## [READING TEXT]
— Begin —

Let us then consider,

I. The peculiar favours with which Providence hath distinguished our native land:

II. The improvement which we ought to have made of them :

III. The "wild grapes," which the Lord finds in this his vineyard:

IV. The consequence that may be expected, unless something effectual be done to prevent it: V. To what we may attribute our preservation hitherto; and,

VI. What the duties are to which we are now called, according to our different stations in the church and the community.

I. We consider the peculiar favours with which Providence hath distinguished our native land.

We have long been exempted from the calamities of war, that tremendous scourge of a righteous God. Few of us know more of war than we have learned from the public papers, or the page of history. We feel it indeed, but how? Trade suffers a temporary check, and additional taxes are demanded; a number, often of not very useful members of the community, are furnished with a perilous or fatal employment, and a few more va

luable persons are exposed to the same dangers. But we have scarcely any other idea of war, as it respects ourselves and this has often a very bad effect on the minds of men; for they consider war no otherwise than as it affects their property, and are therefore prone to engage in it too lightly, when it yields a prospect of temporal advantage; without reflecting on its consequences to the lives and souls of their fellow-creatures, or on those regions that are exposed to its tremendous ravages.

— End —

## [CHALLENGE]
Please set down the sermon passage word for word, from "IV. The consequence" up to and including "and the community.".

## [RECORD EXCERPTS]
— Begin —

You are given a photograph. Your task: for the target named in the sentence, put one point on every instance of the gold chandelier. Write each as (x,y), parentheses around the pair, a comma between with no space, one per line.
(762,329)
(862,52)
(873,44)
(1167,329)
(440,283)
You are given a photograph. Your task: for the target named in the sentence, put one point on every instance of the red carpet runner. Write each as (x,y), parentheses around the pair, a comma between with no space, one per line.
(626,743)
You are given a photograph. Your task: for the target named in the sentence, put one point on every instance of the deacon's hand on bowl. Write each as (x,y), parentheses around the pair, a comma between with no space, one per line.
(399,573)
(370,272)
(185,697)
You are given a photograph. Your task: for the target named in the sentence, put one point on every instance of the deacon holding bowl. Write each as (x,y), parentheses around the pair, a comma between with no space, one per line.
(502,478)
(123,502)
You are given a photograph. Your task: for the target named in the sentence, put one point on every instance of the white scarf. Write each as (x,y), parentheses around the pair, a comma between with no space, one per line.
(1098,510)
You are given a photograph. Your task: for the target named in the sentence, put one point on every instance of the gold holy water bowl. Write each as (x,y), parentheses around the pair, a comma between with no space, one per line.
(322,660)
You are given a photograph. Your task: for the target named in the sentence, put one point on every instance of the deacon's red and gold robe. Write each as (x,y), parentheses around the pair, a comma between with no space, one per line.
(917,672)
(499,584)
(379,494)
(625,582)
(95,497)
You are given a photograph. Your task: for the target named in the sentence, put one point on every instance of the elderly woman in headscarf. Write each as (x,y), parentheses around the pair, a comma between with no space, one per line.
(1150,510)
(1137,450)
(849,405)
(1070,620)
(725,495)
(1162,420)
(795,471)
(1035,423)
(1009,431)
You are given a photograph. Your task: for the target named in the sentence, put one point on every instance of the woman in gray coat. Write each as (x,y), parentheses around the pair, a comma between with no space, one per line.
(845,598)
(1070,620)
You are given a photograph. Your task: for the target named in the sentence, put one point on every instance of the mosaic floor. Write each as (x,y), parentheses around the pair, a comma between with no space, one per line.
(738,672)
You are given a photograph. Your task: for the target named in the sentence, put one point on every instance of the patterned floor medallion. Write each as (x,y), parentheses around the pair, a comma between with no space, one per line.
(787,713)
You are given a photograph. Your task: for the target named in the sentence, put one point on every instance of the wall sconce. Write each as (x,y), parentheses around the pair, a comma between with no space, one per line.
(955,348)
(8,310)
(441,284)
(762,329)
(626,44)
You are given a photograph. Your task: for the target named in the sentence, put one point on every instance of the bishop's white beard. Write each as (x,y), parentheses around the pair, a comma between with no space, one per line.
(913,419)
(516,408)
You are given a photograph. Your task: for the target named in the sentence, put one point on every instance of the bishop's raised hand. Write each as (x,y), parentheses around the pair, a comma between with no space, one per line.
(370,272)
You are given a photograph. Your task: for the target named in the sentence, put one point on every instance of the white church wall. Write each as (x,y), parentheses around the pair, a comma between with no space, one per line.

— End —

## [PROBLEM SOLUTION]
IV. The consequence that may be expected, unless something effectual be done to prevent it: V. To what we may attribute our preservation hitherto; and,

VI. What the duties are to which we are now called, according to our different stations in the church and the community.